# TASK TO CARRY OUT
Copy the whole listing below exactly, with nothing left out.

==== LISTED ENTRIES

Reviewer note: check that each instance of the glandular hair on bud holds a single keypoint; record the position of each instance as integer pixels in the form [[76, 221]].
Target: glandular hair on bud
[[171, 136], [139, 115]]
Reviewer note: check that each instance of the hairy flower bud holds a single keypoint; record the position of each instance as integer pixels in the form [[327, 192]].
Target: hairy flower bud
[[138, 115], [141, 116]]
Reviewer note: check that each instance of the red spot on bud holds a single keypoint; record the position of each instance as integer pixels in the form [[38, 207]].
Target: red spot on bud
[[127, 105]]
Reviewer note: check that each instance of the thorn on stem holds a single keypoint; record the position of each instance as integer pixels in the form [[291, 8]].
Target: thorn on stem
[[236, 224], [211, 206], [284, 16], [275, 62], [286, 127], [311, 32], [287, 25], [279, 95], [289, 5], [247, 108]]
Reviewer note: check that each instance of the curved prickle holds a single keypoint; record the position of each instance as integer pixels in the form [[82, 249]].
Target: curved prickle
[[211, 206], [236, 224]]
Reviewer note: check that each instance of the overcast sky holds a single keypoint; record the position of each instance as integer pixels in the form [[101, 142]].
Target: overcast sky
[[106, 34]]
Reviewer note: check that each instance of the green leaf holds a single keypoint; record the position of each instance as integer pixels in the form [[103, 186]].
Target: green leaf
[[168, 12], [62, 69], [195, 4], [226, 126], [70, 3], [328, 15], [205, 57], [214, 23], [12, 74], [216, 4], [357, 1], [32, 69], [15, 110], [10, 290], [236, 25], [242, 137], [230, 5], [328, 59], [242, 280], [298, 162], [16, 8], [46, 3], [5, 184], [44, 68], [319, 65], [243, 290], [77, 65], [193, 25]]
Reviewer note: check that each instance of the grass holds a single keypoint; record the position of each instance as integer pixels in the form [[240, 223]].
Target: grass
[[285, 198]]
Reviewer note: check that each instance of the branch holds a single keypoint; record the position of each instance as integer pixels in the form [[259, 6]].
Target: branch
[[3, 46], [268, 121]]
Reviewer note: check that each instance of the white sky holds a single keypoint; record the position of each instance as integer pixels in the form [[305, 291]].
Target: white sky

========

# THE ANSWER
Reviewer note: check that each instance of the glandular hair on bud holds a single keypoint; record the position of each instance as integer pixels in the form [[76, 221]].
Target: glandular hair on bud
[[171, 136], [139, 115]]
Reviewer note: check that each instance of the hairy flower bud holds a single keypoint; record the position of each instance as integer pixels in the form [[327, 192]].
Target: hairy flower bud
[[138, 115], [141, 116]]
Reviewer note: check that each instance of the red spot on bud holds a single keypoint; record the position of each instance as integer pixels in the form [[38, 207]].
Target: red spot on bud
[[127, 105]]
Reviewer note: check that each instance of the thorn on stem holds a single keypoint; record the position of each instance as integer pixels in the form [[291, 8]].
Target: thorn on stem
[[236, 224], [211, 206], [284, 16], [275, 62], [286, 127], [311, 32], [287, 25], [279, 95], [289, 5], [247, 108]]
Reviewer note: check that each instance of the curved prickle holds a single keypoint; record the position of each instance as integer pixels in the form [[82, 249]].
Target: curved prickle
[[211, 206], [236, 224]]
Reviewer note: check that each instance of the overcast sky holds a single keypoint; record the position of each instance as integer pixels in the form [[101, 142]].
Target: overcast sky
[[106, 34]]
Reviewer note: check that each instance of the green leaf holds a single keypoint; record the position of each instance as integer pixels in the form [[103, 186]].
Target: green leaf
[[168, 12], [62, 69], [195, 4], [226, 126], [70, 3], [328, 15], [205, 57], [214, 23], [12, 74], [216, 4], [357, 1], [32, 69], [15, 110], [10, 290], [236, 25], [242, 137], [230, 5], [328, 59], [242, 280], [298, 162], [16, 8], [46, 3], [5, 184], [44, 68], [319, 65], [243, 290], [77, 65], [193, 25]]
Reviewer note: check that each instance of the grass holds a single keypoint; record the position of each instance as integer pixels in the form [[240, 223]].
Target: grass
[[285, 198]]
Reviewer note: check that each instance of the branch holds a single keypoint; record the position of each instance as integer pixels in the form [[259, 6]].
Target: branch
[[3, 46], [268, 121]]
Reviewer note: check that each instance of the white sky holds a single keypoint; record the position of each instance as integer pixels in the form [[305, 291]].
Target: white sky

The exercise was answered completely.